■ **WHAT TO DO**:
1: From the discussion about medical care thresholds, copy the part that opens with the words containing "It's profoundly depressing." and closes with "sad to say.".
2: According to the discussion about medical care thresholds, what is the income threshold in WA state?
3: List each distinct amount given in the discussion's example that begins with "E.g."

■ **PAGE EXCERPT**:
━━━━━━━━━━━━━━━━━━━━━━━━━━━━━━

Paying just over the threshold for free medical care for the state means substantial costs for the learner who will pay hundreds of dollars more for earning literally $50 too much to qualify for free medical.

We aren't talking about people whose prospects are to good to need an option like this we are actually talking about people who are trapped in poverty because earning slightly more ends up being ruinously expensive instead of a step up.

It's profoundly depressing.

1 comments

We definitely need to dig more into this, but I think you're right, sometimes income from us would push people over limits -- at least the way it's currently structured. Could you share what thresholds you are talking about?

E.g. if the threshold is 5k, we pay 10k, medical insurance goes to $1000 from $0, it might be still positive for the trainee (earning $10k - $tax - $1000 might be better than no earnings at all).

In WA state the threshhold is 138% of the federal poverty line. 1940 I believe for a family of 2. 1900 would literally be more money than 2000 sad to say.

Stupid question time. It seems like the money would more accurately be expressed as a loan. Is there a reason it's expressed as income? Complexity of lending regulation? Lending regulation particularly disallowing the chosen model?

It's not a loan and more akin to equity; there are parallels to the talent agency world. If you wanted to do our program and get paid less than $2000, we could accommodate this via a side agreement or other arrangement potentially.

━━━━━━━━━━━━━━━━━━━━━━━━━━━━━━

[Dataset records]
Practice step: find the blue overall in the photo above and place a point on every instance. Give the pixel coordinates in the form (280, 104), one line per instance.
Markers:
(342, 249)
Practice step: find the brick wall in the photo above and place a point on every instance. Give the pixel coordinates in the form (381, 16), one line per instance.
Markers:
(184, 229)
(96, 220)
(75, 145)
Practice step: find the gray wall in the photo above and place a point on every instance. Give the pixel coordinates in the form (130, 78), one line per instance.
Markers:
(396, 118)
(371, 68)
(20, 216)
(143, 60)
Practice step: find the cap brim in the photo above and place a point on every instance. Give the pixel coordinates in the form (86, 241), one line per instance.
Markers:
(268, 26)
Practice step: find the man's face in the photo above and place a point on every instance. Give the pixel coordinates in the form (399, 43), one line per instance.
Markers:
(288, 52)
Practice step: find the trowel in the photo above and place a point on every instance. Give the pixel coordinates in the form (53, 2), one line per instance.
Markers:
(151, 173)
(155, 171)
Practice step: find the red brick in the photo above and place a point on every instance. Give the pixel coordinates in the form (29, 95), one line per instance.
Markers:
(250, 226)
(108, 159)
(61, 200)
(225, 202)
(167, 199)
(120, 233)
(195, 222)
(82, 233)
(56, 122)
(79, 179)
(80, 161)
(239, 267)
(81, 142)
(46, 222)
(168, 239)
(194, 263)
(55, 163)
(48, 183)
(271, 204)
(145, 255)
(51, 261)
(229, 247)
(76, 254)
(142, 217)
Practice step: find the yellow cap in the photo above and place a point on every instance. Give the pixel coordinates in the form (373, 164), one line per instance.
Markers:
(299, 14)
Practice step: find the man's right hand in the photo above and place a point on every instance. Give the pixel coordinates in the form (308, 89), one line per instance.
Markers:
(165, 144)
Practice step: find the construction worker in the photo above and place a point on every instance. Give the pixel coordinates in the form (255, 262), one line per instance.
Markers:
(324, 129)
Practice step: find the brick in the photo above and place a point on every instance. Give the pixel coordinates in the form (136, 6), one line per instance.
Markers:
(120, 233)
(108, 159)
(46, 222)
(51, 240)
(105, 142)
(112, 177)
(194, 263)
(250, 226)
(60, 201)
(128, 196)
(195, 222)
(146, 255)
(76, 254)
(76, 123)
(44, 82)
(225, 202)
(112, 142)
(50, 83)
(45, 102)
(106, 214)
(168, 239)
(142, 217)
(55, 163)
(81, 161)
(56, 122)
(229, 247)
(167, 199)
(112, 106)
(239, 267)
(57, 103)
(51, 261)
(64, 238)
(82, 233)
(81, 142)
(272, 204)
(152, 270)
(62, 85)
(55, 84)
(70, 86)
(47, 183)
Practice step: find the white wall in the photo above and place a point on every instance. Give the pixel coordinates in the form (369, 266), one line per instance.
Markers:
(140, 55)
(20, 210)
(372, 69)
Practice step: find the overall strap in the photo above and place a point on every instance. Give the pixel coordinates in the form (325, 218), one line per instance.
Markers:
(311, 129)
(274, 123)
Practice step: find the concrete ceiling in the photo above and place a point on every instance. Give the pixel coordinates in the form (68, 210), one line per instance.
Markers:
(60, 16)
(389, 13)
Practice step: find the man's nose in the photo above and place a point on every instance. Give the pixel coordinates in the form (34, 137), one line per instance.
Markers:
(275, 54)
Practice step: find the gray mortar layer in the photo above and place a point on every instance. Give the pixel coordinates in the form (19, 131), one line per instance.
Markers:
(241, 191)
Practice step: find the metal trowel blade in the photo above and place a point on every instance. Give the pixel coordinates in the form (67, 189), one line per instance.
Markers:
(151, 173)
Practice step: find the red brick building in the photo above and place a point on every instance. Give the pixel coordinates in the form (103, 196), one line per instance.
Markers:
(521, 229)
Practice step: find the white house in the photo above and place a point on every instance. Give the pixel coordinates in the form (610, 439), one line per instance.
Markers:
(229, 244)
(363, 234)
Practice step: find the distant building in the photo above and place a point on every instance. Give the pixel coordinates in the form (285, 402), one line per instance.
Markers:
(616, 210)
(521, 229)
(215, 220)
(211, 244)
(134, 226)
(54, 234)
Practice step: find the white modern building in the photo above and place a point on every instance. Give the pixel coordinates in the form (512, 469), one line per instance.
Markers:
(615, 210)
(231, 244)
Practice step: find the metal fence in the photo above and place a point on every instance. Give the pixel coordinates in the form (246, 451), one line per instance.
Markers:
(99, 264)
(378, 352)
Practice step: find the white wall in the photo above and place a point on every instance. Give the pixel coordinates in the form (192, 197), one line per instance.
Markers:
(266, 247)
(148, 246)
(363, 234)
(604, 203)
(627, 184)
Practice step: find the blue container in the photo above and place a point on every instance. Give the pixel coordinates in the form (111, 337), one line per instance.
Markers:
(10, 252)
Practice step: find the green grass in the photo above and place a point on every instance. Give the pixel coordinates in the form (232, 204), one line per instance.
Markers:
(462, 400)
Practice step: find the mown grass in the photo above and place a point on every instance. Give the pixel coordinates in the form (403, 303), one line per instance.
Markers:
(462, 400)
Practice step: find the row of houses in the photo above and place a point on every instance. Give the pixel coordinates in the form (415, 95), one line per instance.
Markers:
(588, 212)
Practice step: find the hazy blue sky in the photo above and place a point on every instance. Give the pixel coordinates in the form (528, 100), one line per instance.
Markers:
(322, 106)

━━━━━━━━━━━━━━━━━━━━━━━━━━━━━━

■ **PER-TASK OUTPUTS**:
1:
It's profoundly depressing.

1 comments

We definitely need to dig more into this, but I think you're right, sometimes income from us would push people over limits -- at least the way it's currently structured. Could you share what thresholds you are talking about?

E.g. if the threshold is 5k, we pay 10k, medical insurance goes to $1000 from $0, it might be still positive for the trainee (earning $10k - $tax - $1000 might be better than no earnings at all).

In WA state the threshhold is 138% of the federal poverty line. 1940 I believe for a family of 2. 1900 would literally be more money than 2000 sad to say.

2: 138% of the federal poverty line.

3: 5k, 10k, $1000, $0